▸ **EXERCISE DETAILS**:
The lines from the start of the data through the line with "negative clicks: (445, 2) (575, 205)" are to be returned verbatim; all later lines are to be omitted.

(Records from a data source)
#####

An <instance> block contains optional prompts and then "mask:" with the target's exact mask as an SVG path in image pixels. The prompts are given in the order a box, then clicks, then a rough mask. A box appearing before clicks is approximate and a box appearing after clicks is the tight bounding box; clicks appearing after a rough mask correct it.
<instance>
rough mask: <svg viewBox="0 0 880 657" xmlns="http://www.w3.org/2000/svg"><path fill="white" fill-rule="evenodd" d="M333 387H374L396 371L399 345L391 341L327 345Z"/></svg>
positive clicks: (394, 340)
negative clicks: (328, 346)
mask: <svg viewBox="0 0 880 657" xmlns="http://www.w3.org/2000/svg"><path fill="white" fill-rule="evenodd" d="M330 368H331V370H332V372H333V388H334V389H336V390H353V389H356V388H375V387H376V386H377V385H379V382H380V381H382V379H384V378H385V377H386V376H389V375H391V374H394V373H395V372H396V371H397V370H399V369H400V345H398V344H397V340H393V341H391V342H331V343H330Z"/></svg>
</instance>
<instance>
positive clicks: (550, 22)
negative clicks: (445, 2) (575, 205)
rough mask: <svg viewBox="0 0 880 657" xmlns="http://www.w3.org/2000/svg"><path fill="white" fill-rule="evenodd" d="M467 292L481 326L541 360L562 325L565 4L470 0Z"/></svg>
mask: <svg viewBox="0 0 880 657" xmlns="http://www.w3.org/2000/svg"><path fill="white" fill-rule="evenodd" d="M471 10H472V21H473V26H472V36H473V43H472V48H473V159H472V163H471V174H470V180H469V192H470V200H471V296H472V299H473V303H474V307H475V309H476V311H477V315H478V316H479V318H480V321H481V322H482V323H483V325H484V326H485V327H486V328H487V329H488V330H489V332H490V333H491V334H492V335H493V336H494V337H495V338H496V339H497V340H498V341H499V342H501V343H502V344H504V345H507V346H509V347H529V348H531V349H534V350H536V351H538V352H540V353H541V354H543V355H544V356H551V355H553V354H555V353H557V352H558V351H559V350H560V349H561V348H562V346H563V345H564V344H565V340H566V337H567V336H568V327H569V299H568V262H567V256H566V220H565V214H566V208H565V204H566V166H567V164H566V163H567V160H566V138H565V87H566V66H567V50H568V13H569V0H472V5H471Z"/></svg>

#####

▸ **EXERCISE RESPONSE**:
An <instance> block contains optional prompts and then "mask:" with the target's exact mask as an SVG path in image pixels. The prompts are given in the order a box, then clicks, then a rough mask. A box appearing before clicks is approximate and a box appearing after clicks is the tight bounding box; clicks appearing after a rough mask correct it.
<instance>
rough mask: <svg viewBox="0 0 880 657" xmlns="http://www.w3.org/2000/svg"><path fill="white" fill-rule="evenodd" d="M333 387H374L396 371L399 345L391 341L327 345Z"/></svg>
positive clicks: (394, 340)
negative clicks: (328, 346)
mask: <svg viewBox="0 0 880 657" xmlns="http://www.w3.org/2000/svg"><path fill="white" fill-rule="evenodd" d="M330 368H331V370H332V372H333V388H334V389H336V390H353V389H356V388H375V387H376V386H377V385H379V382H380V381H382V379H384V378H385V377H386V376H389V375H391V374H394V373H395V372H396V371H397V370H399V369H400V345H398V344H397V340H393V341H391V342H331V343H330Z"/></svg>
</instance>
<instance>
positive clicks: (550, 22)
negative clicks: (445, 2) (575, 205)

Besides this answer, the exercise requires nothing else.